(Questions):
**A)** According to the network management text below, what is needed when a subnet exists on multiple switches?
**B)** Pick up the network management text below after its final sentence and carry it forward.

(Document section):
^^^^^^^^^^^^^^^^

One of my sidelines is network management.
Often, the problem is this: you have a bunch of sites, each with zero or more external connections out to the wider Internet (or to people who you provide an Internet connection to), and each with zero or more computers that need some level of network connection (be they servers or workstations). Each computer needs to be able to talk to some subset of the other computers, and maybe able to talk to computers out on the Internet or some other external network, and maybe computers on the Internet or some other external network are able to talk to it. And computers may be on public IP addresses, or on a private IP address; in the latter case, if it can talk to other external networks there needs to have a public IP address (possibly shared with others) that its connections are NATed from, and if incoming connections are allowed, there must be a public IP to which those connections are sent to be "forwarded" into the private IP. We can think of those NAT/forwarding public IPs as "virtual IPs", which don't correspond to a physical computer, but seem to by way of some form of port/address translation.
Also, each computer or external network connection needs some level of reliability. Some have low requirements, and we can happily tolerate perhaps up to a day of outage per year; that's mere 99.7% uptime. The fabled "five nines uptime", 99.999%, equates to a maximum of about 30 minutes of downtime a year. And that downtime isn't just used up by equipment failures; if your network's requirements grow and you need to upgrade things to provide more capacity, you might need some downtime to replace and reconfigure things.
In other words, the problem domain is already complex. But the fun's just starting.
To implement the requirements, first of all, we need a sub-netting plan. We need to start by grouping our own computers together into sets that have the same access requirements (more or less) and will be in the same approximate geographic location. Given our available range of public IPs, and the set of IPs set aside for private networks, we need to choose IP ranges of the appropriate types for those sets of computers, allowing room for projected future growth. We need to keep lots of IPs spare for network management and inter-router links - but more on those later.
Then we need to think about physical switches. Switches are the basic building block of the network. Each computer needs to plug into a switch, or maybe more than one if the uptime requirements of that computer's network connection are too high to allow for the expected frequency of switch failures. Each switch can carry multiple subnets, using VLANs, and if a subnet exists on multiple switches, we need a 'trunk' cable joining the two switches (which can carry multiple VLANs using tagging). We don't need a cable between every pair of switches carrying the same subnet, though; a switch will happily forward traffic coming from one trunk out to another trunk, but we need to be mindful of our uptime requirements; if an intermediate switch or trunk fails, then the subnet will be shattered into pieces unless we set up alternative paths through the network (and suffer the consequences of Spanning Tree Protocol aka STP, which doesn't yet support VLANs very well; you pretty much have to trunk every VLAN to every switch if you're using STP and VLANs together).

^^^^^^^^^^^^^^^^

Items from a data source:
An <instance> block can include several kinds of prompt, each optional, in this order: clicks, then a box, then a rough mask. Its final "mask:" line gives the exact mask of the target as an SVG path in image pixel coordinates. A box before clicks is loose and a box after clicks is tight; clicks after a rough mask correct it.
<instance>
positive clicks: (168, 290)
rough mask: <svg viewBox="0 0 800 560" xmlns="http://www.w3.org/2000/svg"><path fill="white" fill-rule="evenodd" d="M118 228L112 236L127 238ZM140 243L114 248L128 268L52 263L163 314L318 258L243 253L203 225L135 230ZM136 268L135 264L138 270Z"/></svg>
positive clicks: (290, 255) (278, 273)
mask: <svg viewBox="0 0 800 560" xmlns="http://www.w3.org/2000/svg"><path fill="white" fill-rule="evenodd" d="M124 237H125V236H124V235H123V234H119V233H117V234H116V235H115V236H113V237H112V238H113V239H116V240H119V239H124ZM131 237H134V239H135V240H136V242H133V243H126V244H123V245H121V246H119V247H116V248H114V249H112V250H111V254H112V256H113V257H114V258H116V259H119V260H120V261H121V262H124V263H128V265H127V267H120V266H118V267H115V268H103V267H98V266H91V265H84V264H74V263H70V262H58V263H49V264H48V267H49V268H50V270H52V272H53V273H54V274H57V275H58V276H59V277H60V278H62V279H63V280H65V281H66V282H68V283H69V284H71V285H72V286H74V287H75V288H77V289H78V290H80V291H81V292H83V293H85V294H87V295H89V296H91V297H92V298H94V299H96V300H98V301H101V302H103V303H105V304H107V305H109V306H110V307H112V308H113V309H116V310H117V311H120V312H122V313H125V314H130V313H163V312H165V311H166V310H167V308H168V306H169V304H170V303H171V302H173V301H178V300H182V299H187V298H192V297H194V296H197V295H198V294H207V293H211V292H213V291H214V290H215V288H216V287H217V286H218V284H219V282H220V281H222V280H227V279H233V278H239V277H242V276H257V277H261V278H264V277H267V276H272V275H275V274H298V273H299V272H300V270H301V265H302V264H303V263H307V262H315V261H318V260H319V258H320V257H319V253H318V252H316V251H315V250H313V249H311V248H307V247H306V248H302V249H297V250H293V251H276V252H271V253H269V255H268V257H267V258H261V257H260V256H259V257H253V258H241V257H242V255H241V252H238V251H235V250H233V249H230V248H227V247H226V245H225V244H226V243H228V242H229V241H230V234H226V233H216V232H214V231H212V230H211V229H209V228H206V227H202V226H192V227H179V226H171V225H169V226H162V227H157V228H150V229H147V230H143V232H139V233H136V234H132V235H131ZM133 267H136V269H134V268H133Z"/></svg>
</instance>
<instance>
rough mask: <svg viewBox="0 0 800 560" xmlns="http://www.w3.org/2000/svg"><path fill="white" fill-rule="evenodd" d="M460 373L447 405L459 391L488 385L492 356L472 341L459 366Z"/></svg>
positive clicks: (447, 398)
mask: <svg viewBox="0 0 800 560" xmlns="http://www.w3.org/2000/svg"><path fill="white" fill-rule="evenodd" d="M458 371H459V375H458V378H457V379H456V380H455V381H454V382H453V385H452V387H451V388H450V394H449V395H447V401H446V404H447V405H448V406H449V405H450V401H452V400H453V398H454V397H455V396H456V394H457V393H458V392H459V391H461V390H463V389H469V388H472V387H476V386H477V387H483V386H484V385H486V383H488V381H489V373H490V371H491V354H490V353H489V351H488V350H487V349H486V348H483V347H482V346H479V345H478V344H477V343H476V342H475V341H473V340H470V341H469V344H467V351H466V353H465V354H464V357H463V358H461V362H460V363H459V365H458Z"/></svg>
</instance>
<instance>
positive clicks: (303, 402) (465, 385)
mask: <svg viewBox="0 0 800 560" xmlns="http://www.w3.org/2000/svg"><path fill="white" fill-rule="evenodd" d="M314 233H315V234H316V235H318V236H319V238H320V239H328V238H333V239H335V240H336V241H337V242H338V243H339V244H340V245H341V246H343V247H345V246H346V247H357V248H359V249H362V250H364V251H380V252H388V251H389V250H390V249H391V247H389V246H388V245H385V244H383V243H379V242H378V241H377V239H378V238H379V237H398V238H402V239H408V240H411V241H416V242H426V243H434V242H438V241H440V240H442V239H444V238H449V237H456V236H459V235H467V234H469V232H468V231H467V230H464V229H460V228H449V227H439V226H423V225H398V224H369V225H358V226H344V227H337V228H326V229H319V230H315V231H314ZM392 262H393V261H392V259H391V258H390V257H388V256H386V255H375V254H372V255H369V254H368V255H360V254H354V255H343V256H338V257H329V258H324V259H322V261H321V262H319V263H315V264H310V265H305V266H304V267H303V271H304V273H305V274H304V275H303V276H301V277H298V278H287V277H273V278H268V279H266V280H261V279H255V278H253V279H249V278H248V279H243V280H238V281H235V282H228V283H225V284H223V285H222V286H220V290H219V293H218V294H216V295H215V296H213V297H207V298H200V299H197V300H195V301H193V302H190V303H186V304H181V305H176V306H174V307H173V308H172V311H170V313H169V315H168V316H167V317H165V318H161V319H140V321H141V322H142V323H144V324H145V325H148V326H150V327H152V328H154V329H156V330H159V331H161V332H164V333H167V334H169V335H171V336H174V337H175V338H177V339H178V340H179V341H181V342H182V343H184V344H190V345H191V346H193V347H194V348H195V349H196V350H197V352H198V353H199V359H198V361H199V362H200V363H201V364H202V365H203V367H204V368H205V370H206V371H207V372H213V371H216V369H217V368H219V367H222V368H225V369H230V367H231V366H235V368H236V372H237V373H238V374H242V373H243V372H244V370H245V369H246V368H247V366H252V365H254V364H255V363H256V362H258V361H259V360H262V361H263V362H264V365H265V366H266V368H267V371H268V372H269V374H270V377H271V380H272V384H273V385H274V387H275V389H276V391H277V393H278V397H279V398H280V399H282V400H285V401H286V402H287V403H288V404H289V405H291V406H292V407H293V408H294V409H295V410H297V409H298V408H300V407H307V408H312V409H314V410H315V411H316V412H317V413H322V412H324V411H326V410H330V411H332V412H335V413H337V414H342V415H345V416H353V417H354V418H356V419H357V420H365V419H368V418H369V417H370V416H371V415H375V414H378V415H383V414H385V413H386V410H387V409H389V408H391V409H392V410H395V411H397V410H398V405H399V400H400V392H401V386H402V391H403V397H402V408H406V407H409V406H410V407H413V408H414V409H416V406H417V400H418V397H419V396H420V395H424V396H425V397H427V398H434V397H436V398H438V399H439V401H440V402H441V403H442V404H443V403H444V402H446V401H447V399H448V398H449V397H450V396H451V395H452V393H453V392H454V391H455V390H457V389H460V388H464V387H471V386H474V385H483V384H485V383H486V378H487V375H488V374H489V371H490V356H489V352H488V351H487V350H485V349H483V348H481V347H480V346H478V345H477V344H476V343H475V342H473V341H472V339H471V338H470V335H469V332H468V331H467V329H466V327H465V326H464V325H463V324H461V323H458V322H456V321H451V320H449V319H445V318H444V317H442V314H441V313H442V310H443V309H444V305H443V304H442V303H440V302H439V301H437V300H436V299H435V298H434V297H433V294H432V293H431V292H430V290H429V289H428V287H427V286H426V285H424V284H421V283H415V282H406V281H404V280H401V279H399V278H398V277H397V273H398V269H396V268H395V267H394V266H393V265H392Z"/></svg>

^^^^^^^^^^^^^^^^

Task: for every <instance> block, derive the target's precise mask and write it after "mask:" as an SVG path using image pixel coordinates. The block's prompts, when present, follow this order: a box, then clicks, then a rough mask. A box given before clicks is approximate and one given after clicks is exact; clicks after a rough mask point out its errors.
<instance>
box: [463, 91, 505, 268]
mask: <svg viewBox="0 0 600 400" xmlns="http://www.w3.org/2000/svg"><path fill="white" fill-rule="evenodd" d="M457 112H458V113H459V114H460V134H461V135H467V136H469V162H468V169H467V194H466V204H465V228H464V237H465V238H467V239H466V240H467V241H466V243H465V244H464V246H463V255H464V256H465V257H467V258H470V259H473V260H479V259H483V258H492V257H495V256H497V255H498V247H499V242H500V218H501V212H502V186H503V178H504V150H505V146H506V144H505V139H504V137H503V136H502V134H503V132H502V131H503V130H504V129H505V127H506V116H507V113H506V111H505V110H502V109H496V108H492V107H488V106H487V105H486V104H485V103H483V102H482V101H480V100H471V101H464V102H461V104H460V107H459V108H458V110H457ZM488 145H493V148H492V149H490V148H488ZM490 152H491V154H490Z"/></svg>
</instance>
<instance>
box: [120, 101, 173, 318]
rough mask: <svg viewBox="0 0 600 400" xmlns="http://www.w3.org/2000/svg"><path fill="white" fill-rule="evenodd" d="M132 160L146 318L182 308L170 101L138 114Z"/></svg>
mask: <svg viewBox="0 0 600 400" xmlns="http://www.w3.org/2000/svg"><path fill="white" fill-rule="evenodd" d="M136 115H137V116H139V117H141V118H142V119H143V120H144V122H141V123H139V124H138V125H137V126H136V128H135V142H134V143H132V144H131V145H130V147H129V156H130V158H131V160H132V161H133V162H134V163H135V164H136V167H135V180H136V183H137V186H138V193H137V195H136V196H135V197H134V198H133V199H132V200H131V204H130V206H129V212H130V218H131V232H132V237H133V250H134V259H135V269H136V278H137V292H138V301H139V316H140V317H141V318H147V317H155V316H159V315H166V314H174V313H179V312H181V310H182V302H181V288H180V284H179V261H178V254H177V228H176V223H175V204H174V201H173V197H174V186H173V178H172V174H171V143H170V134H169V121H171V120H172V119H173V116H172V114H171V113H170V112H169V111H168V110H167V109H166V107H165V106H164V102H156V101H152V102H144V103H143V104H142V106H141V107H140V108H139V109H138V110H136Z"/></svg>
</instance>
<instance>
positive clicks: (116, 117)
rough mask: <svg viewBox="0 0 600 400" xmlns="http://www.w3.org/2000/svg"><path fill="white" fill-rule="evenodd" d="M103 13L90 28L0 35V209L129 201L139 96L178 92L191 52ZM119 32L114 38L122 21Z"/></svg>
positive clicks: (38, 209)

^^^^^^^^^^^^^^^^

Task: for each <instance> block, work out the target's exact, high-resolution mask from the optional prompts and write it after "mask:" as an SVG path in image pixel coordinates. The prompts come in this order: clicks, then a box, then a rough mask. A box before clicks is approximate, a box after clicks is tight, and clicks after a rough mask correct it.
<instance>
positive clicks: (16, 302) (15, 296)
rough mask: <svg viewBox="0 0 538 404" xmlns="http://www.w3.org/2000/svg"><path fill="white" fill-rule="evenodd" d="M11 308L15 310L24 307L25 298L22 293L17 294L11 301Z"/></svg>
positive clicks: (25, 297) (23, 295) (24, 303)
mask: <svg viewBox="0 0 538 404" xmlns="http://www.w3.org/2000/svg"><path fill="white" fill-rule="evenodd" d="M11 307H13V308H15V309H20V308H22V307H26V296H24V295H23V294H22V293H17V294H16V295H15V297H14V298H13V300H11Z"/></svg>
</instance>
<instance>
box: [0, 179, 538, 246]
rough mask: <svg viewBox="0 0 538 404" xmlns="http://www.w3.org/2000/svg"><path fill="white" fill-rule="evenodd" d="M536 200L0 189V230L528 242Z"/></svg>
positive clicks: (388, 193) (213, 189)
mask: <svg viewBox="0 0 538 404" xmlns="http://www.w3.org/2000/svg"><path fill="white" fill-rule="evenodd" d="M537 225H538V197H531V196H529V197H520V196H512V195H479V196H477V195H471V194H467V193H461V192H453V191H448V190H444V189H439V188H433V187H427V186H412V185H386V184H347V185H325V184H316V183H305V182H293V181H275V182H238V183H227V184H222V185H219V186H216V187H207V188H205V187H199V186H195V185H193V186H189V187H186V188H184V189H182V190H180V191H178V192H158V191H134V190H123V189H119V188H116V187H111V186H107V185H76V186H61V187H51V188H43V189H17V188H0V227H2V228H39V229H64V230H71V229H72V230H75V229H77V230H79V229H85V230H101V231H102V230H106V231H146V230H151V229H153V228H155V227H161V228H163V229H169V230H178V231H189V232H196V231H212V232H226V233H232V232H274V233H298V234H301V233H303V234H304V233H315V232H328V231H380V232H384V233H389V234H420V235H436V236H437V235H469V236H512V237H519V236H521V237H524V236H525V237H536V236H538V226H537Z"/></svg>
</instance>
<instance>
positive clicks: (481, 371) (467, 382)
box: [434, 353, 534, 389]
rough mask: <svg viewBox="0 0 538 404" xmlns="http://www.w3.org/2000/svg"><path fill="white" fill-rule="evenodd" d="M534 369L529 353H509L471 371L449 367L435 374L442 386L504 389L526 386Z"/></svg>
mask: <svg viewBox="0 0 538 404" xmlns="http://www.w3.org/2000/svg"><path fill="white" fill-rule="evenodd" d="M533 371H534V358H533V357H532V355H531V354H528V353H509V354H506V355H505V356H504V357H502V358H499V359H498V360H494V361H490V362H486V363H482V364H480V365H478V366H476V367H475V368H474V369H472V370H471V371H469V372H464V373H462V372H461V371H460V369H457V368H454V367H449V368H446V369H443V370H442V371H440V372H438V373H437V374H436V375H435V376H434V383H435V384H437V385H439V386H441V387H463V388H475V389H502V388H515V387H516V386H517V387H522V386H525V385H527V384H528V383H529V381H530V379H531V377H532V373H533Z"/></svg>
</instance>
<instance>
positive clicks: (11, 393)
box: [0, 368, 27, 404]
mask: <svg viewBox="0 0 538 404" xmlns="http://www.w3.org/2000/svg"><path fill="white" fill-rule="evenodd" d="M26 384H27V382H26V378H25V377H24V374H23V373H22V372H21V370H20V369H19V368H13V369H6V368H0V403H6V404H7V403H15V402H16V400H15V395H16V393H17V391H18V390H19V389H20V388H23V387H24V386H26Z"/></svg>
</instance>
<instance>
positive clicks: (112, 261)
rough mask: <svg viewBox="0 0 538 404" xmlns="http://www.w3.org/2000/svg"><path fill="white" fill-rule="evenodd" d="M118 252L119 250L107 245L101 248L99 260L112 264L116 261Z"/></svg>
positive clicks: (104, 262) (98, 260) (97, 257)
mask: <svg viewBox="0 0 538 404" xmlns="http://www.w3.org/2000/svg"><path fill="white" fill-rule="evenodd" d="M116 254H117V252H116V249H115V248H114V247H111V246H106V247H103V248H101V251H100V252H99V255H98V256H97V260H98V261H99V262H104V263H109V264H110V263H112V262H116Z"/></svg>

^^^^^^^^^^^^^^^^

(Response list):
**A)** A trunk cable joining the two switches, which can carry multiple VLANs using tagging.

**B)**
But just getting the computers onto their subnets is merely the START of the fun. We've got all these subnets, and computers in the same subnet can talk to each other, but there's still no communications between the subnets. For that, we need routers and firewalls.
Routers and firewalls overlap heavily; most firewalls are also routers. But a device calling itself a "router" rather than a "firewall" is usually a much more sophisticated router (often with very basic firewalling abilities). The function of a router is to route traffic between subnets; the function of a firewall is to do so as well, but "filtering" traffic against a list of rules defined within it, and potentially implementing the port/address translation required to connect subnets that can't actually be joined with routing, by providing virtual IPs on one subnet that map to real IPs on the other subnet.
Connections to external networks are also handled by routers and firewalls, as they're really just other subnets.
Since routers tend to have low numbers of actual ports to plug cables into, it's normal to either have a bunch of routers, each talking to a number of subnets or connections to external networks, and then all connected to a special "backbone" subnet set up purely for the routers to communicate with each other. So traffic between two subnets will often go through two routers; one to get onto the backbone, and one to get back off of it and into the destination subnet.
So, except for the rare case of a subnet of computers that require no access to other subnets, every subnet has one or more routers or firewalls on it. Usually, each "edge" subnet full of your own computers is joined by a firewall to a "backbone" subnet, and then routers connect "backbone" subnets (for there may be more than one) to each other and to external networks.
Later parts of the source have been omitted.